*STATED TASK 1:* Pick out every line in the rows below that contains the word "banner", and treat uppercase and lowercase as different.

-- Start TEXT SEGMENT --

Given the importance of the class action in vindicating small claims such as those brought by Ms. Caban, I find that Delaware law does not countenance the waiver contemplated in the Chase cardmember agreement. Because the clause applies irrespective of the amount of the potential claim, the provision implicitly allows Chase to engage in wrongful conduct that will go unchecked, so long as it is able to minimize the damages borne by each individual cardmember. This is a provision that "no man in his senses and not under delusion would make on the one hand, and as no honest or fair man would accept, on the other." See Tulowitzki, 396 A.2d at 960.

-- End TEXT SEGMENT --
-- Start RECORD SET --

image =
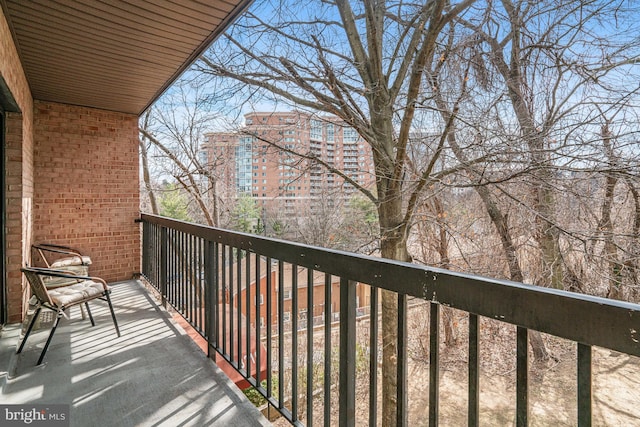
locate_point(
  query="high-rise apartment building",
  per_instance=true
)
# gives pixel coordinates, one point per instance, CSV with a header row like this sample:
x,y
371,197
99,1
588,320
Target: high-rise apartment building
x,y
292,160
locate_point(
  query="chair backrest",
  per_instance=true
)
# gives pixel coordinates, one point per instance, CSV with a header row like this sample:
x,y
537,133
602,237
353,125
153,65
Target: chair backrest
x,y
37,285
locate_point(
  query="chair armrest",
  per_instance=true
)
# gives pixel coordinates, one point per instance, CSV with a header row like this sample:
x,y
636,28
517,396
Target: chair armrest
x,y
59,249
51,272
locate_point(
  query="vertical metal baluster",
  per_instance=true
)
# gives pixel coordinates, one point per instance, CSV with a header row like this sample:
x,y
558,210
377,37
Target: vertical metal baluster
x,y
258,259
201,273
474,373
231,312
434,364
216,298
239,304
163,265
327,349
181,261
269,323
584,385
309,402
208,298
247,316
522,368
223,307
280,335
347,399
191,271
294,342
373,357
401,414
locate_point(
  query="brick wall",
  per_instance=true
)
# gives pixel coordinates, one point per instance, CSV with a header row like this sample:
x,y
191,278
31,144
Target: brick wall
x,y
86,185
19,172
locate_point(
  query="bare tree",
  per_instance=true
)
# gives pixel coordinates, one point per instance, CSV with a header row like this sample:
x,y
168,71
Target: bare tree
x,y
364,63
174,127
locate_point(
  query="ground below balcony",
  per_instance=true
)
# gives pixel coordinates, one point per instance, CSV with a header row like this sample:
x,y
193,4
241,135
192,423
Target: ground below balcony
x,y
153,375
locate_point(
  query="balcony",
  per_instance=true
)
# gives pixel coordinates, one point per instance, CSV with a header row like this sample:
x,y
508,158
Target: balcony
x,y
328,371
131,380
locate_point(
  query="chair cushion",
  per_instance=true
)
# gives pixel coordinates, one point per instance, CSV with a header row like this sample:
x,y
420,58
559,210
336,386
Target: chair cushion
x,y
72,260
53,282
69,295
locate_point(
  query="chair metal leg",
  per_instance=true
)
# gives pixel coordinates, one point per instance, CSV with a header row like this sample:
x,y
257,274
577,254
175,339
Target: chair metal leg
x,y
89,313
113,314
31,323
53,330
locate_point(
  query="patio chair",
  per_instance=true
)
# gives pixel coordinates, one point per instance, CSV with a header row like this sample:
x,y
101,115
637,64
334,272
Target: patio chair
x,y
59,299
62,258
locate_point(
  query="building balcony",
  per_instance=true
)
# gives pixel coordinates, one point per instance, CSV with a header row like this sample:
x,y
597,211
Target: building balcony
x,y
329,370
129,380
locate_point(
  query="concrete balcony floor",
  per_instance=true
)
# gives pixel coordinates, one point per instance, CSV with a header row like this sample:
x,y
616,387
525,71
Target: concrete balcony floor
x,y
153,375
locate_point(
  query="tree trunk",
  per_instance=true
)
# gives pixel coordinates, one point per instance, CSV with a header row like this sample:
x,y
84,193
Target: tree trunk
x,y
393,246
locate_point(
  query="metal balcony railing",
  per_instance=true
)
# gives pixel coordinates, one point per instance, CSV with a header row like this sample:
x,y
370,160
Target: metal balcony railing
x,y
231,287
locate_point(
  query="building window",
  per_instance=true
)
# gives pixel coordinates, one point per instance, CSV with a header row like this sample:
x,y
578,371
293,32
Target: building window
x,y
349,135
316,129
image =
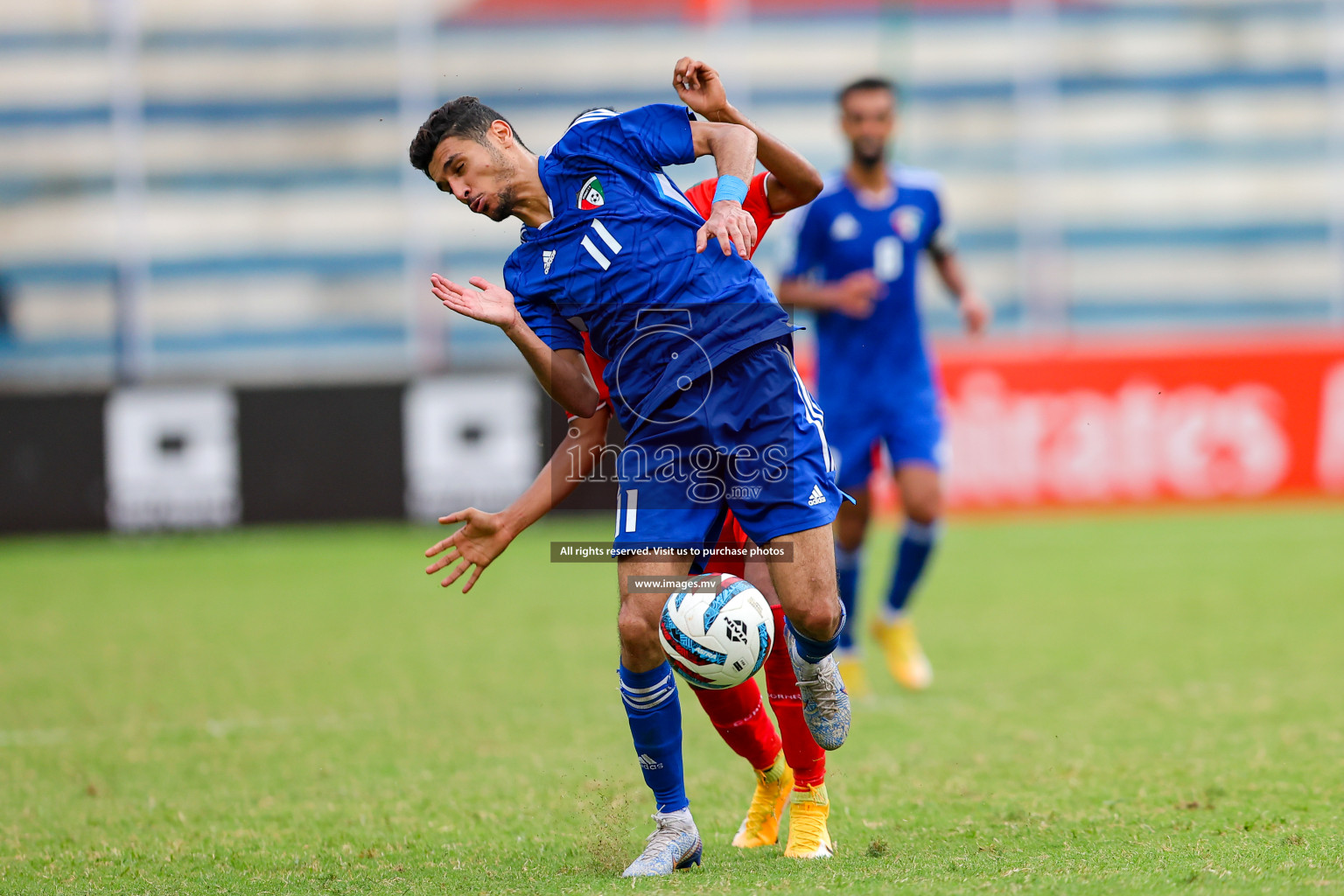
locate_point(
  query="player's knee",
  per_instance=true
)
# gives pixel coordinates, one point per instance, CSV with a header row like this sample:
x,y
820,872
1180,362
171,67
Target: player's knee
x,y
634,629
819,621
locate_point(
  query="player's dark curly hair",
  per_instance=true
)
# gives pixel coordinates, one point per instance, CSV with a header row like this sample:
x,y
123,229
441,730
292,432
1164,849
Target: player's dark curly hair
x,y
872,82
463,117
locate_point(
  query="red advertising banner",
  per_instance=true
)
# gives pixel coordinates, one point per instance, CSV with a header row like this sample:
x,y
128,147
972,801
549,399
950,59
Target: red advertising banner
x,y
1106,424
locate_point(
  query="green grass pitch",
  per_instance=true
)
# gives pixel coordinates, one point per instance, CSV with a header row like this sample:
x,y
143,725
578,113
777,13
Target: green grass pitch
x,y
1130,703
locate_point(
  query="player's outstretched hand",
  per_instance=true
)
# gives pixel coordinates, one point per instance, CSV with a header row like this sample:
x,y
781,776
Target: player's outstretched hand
x,y
975,313
732,226
486,303
701,88
476,544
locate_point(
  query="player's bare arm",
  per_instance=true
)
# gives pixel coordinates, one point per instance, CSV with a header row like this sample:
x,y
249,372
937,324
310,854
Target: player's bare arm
x,y
564,374
852,296
975,311
486,536
734,150
794,180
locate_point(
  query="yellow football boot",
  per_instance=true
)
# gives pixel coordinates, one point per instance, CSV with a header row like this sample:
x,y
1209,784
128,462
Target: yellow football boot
x,y
808,833
855,679
905,657
761,826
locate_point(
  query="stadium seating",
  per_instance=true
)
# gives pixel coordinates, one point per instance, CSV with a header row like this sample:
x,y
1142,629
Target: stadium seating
x,y
1178,155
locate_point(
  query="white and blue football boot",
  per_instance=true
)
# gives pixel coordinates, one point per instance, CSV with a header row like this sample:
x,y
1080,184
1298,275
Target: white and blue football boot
x,y
825,703
674,845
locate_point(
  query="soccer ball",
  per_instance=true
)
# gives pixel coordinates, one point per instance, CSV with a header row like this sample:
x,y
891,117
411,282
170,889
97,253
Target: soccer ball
x,y
718,639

-- End RECORD SET --

*STATED TASK 2:* Copy from the passage on the class action waiver above the part that opens with the words containing "Given the importance" and closes with "A.2d at 960.".

*EXERCISE RESPONSE 1:*
  query="red advertising banner",
Target: red advertising banner

*EXERCISE RESPONSE 2:*
Given the importance of the class action in vindicating small claims such as those brought by Ms. Caban, I find that Delaware law does not countenance the waiver contemplated in the Chase cardmember agreement. Because the clause applies irrespective of the amount of the potential claim, the provision implicitly allows Chase to engage in wrongful conduct that will go unchecked, so long as it is able to minimize the damages borne by each individual cardmember. This is a provision that "no man in his senses and not under delusion would make on the one hand, and as no honest or fair man would accept, on the other." See Tulowitzki, 396 A.2d at 960.